### WORK INSTRUCTIONS
From the material below, pick out each line that contains the string "wheel" and copy it. Matching is case-sensitive.

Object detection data
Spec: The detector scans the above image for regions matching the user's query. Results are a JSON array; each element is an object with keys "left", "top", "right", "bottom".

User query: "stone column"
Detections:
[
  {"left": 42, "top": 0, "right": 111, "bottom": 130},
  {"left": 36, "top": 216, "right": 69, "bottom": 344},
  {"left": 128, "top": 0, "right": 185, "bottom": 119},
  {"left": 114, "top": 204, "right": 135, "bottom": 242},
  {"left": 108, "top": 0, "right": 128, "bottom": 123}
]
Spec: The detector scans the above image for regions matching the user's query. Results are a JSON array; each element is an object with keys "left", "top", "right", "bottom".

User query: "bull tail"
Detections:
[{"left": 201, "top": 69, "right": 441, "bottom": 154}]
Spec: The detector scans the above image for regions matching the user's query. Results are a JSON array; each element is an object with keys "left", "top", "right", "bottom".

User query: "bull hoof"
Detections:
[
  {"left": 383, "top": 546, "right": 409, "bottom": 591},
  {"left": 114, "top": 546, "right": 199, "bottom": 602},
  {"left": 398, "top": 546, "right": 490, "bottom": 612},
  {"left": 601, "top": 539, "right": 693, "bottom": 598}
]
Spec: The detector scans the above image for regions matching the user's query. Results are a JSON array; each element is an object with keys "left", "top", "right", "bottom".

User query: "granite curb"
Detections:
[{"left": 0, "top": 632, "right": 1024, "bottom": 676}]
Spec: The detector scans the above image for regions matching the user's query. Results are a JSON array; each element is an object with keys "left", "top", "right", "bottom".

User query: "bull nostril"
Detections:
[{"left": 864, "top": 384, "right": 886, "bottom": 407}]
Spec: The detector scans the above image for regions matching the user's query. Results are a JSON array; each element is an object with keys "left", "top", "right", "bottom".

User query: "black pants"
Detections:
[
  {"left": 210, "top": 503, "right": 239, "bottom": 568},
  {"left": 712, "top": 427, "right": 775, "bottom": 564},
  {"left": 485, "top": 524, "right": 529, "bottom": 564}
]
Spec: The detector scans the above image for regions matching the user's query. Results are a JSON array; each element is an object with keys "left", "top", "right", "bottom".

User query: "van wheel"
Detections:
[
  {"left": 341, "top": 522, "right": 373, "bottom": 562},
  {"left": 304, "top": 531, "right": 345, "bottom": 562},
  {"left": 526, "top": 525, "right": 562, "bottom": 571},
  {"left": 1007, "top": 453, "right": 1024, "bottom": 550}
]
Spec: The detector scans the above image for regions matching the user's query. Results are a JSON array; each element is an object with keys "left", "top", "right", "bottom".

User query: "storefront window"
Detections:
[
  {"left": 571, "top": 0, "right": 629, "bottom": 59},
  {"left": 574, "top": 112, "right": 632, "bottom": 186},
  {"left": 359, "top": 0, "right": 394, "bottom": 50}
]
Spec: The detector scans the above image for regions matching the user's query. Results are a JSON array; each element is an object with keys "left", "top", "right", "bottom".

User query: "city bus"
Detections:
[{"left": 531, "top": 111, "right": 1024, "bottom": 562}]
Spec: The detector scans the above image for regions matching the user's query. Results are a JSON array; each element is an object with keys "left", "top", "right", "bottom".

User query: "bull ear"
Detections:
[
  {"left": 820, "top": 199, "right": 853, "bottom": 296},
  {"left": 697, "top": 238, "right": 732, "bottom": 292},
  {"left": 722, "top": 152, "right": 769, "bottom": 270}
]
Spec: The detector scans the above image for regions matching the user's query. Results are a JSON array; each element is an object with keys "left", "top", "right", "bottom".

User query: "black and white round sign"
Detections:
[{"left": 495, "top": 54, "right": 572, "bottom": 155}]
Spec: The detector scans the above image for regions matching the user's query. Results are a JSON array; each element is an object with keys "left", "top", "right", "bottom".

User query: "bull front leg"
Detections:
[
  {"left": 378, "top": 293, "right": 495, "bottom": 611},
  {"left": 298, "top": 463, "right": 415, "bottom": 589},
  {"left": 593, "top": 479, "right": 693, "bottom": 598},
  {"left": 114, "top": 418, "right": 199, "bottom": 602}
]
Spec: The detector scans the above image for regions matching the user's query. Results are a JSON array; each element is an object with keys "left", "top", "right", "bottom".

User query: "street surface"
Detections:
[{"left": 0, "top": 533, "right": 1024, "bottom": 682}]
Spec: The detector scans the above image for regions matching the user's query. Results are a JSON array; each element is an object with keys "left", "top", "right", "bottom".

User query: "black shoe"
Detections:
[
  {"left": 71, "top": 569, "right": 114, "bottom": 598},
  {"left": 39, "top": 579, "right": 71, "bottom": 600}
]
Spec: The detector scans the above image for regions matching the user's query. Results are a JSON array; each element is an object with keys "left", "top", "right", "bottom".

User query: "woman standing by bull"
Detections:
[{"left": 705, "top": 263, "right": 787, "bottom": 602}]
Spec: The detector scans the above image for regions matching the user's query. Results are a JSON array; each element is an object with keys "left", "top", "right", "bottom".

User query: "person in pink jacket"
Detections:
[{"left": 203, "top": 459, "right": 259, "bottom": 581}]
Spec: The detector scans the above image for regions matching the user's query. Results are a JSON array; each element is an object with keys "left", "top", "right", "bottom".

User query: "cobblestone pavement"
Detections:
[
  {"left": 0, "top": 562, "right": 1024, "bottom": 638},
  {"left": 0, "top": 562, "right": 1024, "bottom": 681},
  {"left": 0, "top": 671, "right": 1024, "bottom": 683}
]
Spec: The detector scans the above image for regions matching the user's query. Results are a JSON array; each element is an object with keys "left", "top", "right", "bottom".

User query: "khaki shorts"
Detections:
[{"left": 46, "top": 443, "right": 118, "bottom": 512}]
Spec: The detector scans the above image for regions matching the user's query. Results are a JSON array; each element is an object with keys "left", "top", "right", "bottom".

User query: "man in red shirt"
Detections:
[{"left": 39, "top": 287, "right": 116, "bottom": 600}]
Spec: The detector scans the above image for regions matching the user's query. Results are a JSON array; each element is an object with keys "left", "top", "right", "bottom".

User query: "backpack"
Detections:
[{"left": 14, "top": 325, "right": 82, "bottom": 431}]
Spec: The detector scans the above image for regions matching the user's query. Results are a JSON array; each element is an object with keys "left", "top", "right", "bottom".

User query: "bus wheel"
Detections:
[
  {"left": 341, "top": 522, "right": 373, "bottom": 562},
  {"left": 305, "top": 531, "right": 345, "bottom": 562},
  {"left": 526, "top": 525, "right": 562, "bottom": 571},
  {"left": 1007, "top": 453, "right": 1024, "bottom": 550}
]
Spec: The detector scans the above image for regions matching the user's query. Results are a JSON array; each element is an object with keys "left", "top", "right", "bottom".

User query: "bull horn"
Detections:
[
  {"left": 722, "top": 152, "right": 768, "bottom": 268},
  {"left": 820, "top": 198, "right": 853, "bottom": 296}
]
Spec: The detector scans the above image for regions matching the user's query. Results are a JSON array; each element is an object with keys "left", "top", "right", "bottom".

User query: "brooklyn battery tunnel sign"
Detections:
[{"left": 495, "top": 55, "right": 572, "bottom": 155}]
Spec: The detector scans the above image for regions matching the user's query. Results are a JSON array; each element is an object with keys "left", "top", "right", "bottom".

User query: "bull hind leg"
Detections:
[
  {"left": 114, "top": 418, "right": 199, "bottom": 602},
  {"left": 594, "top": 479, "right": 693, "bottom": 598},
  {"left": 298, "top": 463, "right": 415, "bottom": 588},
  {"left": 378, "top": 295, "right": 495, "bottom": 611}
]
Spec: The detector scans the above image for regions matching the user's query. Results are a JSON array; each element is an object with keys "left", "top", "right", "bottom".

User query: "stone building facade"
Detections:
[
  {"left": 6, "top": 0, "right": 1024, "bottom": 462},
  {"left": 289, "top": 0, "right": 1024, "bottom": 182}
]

### SOLUTION FOR THIS EXERCISE
User query: "van wheel"
User query: "bus wheel"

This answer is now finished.